(Items from a labeling collection)
++++++
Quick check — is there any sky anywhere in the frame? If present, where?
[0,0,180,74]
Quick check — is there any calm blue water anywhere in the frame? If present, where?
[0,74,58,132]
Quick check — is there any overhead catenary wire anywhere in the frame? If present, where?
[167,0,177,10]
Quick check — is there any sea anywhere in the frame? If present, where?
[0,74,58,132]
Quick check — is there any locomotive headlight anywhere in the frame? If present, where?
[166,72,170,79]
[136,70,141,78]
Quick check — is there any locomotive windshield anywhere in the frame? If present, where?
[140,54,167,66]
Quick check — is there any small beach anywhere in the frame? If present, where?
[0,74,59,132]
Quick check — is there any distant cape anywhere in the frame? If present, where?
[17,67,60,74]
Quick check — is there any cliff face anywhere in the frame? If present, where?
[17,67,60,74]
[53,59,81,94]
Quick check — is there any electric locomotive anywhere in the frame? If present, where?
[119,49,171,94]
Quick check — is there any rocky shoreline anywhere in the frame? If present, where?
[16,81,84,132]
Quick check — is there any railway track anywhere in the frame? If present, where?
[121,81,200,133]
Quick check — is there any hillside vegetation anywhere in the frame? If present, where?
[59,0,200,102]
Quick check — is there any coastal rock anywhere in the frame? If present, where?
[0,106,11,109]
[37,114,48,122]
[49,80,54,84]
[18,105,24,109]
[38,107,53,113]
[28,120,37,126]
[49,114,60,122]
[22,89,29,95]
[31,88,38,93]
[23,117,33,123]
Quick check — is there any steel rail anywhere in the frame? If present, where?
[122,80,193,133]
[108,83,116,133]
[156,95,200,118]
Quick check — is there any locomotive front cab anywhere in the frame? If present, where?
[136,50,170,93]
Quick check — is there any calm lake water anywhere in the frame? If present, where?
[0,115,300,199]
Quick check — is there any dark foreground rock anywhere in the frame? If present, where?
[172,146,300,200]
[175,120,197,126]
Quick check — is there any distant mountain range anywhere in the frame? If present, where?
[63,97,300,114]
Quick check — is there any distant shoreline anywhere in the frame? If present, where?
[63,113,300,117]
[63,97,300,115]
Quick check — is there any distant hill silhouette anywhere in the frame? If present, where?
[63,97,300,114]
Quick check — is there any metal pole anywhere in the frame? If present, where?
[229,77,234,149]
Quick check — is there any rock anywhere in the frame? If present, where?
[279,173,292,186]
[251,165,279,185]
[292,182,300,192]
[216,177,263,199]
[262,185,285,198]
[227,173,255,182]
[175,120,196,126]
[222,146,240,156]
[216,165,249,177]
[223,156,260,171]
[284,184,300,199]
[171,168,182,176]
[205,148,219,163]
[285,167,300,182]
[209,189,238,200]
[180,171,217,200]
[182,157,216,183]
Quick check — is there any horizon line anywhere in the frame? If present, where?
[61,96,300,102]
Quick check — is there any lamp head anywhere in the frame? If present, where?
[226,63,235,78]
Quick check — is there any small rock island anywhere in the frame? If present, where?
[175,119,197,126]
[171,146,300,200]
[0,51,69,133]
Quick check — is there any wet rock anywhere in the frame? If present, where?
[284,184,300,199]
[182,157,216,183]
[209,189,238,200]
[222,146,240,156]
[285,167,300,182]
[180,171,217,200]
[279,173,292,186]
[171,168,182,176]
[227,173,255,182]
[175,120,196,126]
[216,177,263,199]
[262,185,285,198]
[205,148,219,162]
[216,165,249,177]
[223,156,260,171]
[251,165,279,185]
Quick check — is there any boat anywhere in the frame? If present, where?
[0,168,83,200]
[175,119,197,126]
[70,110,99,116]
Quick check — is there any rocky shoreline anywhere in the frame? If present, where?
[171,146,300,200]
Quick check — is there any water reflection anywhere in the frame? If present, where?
++++++
AIM OF THE EXERCISE: Write out again every line from the line with "Quick check — is there any small rock" up to and including the line with "[70,110,99,116]", keeping the requests unchanged. Multiply each bounding-box coordinate in the answers by 0.2 and round it to a whole number, with halves rounded up.

WORKED ANSWER:
Quick check — is there any small rock island anywhere in the frame? If present, where?
[35,24,39,25]
[34,29,60,40]
[0,10,14,27]
Quick check — is there any wet rock anywhere in the frame? If present, where?
[57,37,60,40]
[36,31,43,37]
[42,38,48,40]
[44,29,48,31]
[57,33,60,36]
[36,34,43,40]
[56,35,58,37]
[34,34,36,35]
[45,35,51,36]
[35,24,39,25]
[43,35,53,40]
[52,37,57,40]
[41,30,44,32]
[43,33,50,35]
[45,31,52,34]
[50,33,56,37]
Quick check — is there any boat anywhere in the frame? If present, where?
[0,34,17,40]
[35,24,39,25]
[14,22,20,23]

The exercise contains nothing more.